→ **What you have to do**:
Determine how many lines of the records below contain the string "Give", and state only that number.

→ **Available data**:
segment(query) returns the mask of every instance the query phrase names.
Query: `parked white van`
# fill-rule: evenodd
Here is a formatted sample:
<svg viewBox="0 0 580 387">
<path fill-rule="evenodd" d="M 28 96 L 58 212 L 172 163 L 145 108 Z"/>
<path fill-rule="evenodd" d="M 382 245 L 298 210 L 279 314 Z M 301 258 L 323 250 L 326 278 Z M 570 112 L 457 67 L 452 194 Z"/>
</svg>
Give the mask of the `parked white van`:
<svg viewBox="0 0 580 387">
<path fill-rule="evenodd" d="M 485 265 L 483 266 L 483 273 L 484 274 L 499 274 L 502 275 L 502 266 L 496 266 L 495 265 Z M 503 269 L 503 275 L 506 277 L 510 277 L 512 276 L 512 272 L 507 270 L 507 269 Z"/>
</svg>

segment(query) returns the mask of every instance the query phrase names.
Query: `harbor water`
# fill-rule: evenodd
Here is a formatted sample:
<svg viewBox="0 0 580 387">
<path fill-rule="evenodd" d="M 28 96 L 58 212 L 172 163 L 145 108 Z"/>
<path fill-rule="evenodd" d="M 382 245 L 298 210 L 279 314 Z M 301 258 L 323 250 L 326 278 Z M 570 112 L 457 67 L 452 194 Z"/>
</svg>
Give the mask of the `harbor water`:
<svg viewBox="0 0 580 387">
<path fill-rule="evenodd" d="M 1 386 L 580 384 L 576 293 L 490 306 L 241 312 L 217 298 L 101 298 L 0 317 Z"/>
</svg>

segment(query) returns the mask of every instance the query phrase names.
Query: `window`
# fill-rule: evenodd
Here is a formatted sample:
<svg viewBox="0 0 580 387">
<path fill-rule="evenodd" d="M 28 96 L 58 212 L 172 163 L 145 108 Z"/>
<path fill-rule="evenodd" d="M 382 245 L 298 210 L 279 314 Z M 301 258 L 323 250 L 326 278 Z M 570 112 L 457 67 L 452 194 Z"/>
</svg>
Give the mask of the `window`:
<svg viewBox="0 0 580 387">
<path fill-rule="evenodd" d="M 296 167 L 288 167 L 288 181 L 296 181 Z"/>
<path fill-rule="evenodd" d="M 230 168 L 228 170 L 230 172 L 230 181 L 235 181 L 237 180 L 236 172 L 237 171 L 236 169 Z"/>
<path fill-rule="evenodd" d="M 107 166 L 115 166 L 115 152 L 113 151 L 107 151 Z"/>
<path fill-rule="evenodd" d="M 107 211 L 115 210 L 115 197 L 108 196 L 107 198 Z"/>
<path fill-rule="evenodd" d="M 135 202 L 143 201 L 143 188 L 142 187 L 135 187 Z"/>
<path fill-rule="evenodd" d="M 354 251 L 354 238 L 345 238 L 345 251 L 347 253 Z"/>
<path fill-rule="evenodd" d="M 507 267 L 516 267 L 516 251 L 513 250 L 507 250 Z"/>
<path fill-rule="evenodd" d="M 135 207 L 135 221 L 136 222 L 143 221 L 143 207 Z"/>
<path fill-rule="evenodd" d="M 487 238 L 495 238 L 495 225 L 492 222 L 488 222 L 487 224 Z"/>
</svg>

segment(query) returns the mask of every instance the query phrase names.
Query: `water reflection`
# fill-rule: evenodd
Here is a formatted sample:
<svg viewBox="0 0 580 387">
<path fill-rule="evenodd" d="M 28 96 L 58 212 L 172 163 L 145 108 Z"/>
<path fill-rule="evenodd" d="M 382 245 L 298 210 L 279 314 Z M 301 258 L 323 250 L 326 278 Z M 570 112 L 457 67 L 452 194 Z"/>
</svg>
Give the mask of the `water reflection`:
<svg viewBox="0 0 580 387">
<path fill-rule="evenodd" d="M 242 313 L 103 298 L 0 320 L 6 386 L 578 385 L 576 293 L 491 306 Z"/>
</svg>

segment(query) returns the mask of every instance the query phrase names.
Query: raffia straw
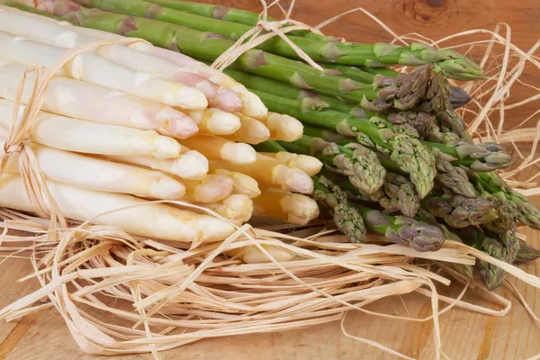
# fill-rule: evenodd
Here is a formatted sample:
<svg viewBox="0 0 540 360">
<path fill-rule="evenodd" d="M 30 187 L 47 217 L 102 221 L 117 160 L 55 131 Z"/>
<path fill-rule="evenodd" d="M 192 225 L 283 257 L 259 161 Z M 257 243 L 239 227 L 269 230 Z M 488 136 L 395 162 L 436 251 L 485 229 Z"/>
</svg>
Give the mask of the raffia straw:
<svg viewBox="0 0 540 360">
<path fill-rule="evenodd" d="M 284 34 L 292 30 L 321 33 L 319 29 L 346 14 L 311 28 L 291 19 L 293 6 L 284 12 L 284 21 L 267 22 L 267 9 L 273 5 L 279 6 L 278 1 L 269 6 L 263 2 L 264 11 L 257 26 L 238 40 L 234 49 L 224 54 L 225 58 L 217 61 L 214 64 L 216 67 L 223 68 L 248 49 L 273 36 L 280 36 L 287 41 Z M 475 94 L 475 101 L 461 112 L 475 117 L 469 121 L 474 125 L 472 135 L 476 138 L 490 136 L 490 139 L 497 140 L 507 136 L 512 144 L 518 140 L 537 142 L 538 136 L 533 139 L 520 135 L 518 139 L 517 135 L 505 135 L 501 124 L 505 112 L 517 107 L 518 103 L 506 105 L 505 101 L 509 97 L 510 88 L 523 85 L 519 76 L 524 64 L 530 63 L 540 69 L 540 62 L 534 55 L 537 47 L 526 52 L 519 50 L 511 44 L 509 32 L 507 32 L 506 38 L 499 35 L 502 27 L 498 27 L 495 32 L 466 32 L 439 41 L 432 41 L 418 34 L 400 37 L 365 10 L 358 8 L 353 11 L 361 11 L 391 33 L 394 41 L 403 44 L 407 44 L 408 40 L 414 40 L 438 46 L 442 41 L 478 32 L 490 35 L 489 40 L 464 43 L 470 50 L 477 45 L 487 45 L 482 63 L 491 68 L 487 69 L 489 76 L 486 81 L 465 84 L 465 88 Z M 248 41 L 244 43 L 245 40 Z M 72 55 L 93 46 L 116 42 L 102 41 L 75 50 Z M 496 46 L 504 48 L 502 57 L 494 55 Z M 503 64 L 498 63 L 500 58 Z M 518 64 L 510 64 L 514 58 L 519 59 Z M 304 59 L 313 66 L 309 58 Z M 319 67 L 314 65 L 316 68 Z M 23 121 L 17 124 L 17 128 L 11 130 L 10 140 L 4 148 L 6 155 L 3 156 L 2 161 L 12 153 L 23 149 L 26 151 L 27 130 L 32 126 L 32 116 L 40 107 L 46 79 L 54 74 L 54 71 L 42 68 L 32 71 L 38 72 L 38 75 L 44 72 L 45 76 L 37 76 L 40 81 L 35 84 L 33 101 L 25 109 Z M 538 91 L 535 86 L 525 86 L 530 90 Z M 538 98 L 538 94 L 531 95 L 519 105 Z M 497 125 L 491 123 L 495 114 L 500 117 Z M 531 115 L 531 119 L 533 117 Z M 485 131 L 480 130 L 482 123 L 485 124 Z M 522 159 L 520 169 L 536 165 L 530 154 L 520 152 L 519 155 Z M 0 223 L 4 228 L 0 244 L 21 241 L 30 244 L 20 248 L 10 247 L 10 249 L 13 252 L 32 253 L 31 262 L 34 272 L 23 280 L 35 277 L 41 284 L 41 288 L 0 310 L 0 319 L 14 320 L 55 307 L 78 346 L 89 354 L 151 353 L 155 358 L 159 358 L 159 351 L 202 338 L 290 330 L 341 321 L 345 336 L 395 356 L 410 358 L 373 340 L 348 334 L 344 327 L 345 314 L 349 310 L 358 310 L 373 316 L 403 321 L 432 320 L 436 345 L 434 356 L 439 359 L 441 356 L 447 357 L 442 350 L 439 316 L 454 307 L 503 316 L 510 309 L 511 302 L 488 292 L 484 292 L 486 296 L 493 297 L 504 307 L 502 310 L 496 310 L 463 302 L 468 286 L 456 299 L 440 296 L 436 283 L 448 284 L 451 279 L 430 267 L 421 267 L 421 262 L 419 266 L 412 265 L 418 261 L 417 259 L 472 265 L 474 258 L 479 257 L 503 267 L 508 274 L 533 286 L 540 285 L 537 277 L 461 244 L 448 241 L 436 253 L 418 253 L 400 245 L 350 244 L 343 242 L 343 237 L 336 235 L 335 230 L 326 230 L 318 224 L 300 231 L 284 225 L 265 229 L 245 225 L 242 228 L 236 227 L 237 231 L 220 243 L 174 245 L 131 237 L 111 227 L 92 225 L 94 219 L 84 223 L 70 221 L 70 227 L 55 209 L 32 154 L 28 153 L 21 158 L 24 158 L 24 168 L 28 169 L 24 178 L 32 192 L 30 196 L 34 197 L 32 203 L 36 213 L 50 217 L 46 220 L 0 209 L 0 217 L 4 219 Z M 507 180 L 517 182 L 513 179 L 516 174 L 507 173 Z M 526 188 L 525 191 L 535 191 L 534 187 L 529 186 L 532 180 L 520 184 Z M 194 205 L 181 202 L 163 202 L 198 209 L 223 219 L 213 212 Z M 18 237 L 8 233 L 8 230 L 24 230 L 27 234 Z M 370 238 L 380 240 L 380 238 Z M 227 255 L 230 250 L 241 250 L 247 247 L 259 249 L 268 258 L 268 263 L 244 264 L 239 257 Z M 279 263 L 270 256 L 266 247 L 276 247 L 295 257 L 292 261 Z M 477 287 L 482 289 L 481 285 Z M 432 315 L 424 319 L 411 319 L 375 313 L 364 309 L 367 304 L 382 298 L 400 297 L 412 292 L 430 299 Z M 50 302 L 34 304 L 44 297 L 48 297 Z M 439 302 L 446 302 L 448 306 L 439 310 Z M 125 308 L 121 308 L 117 302 L 127 302 L 130 308 L 122 310 Z M 110 322 L 101 320 L 98 314 L 107 314 Z M 122 325 L 113 320 L 121 320 Z"/>
</svg>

→ **Problem solution**:
5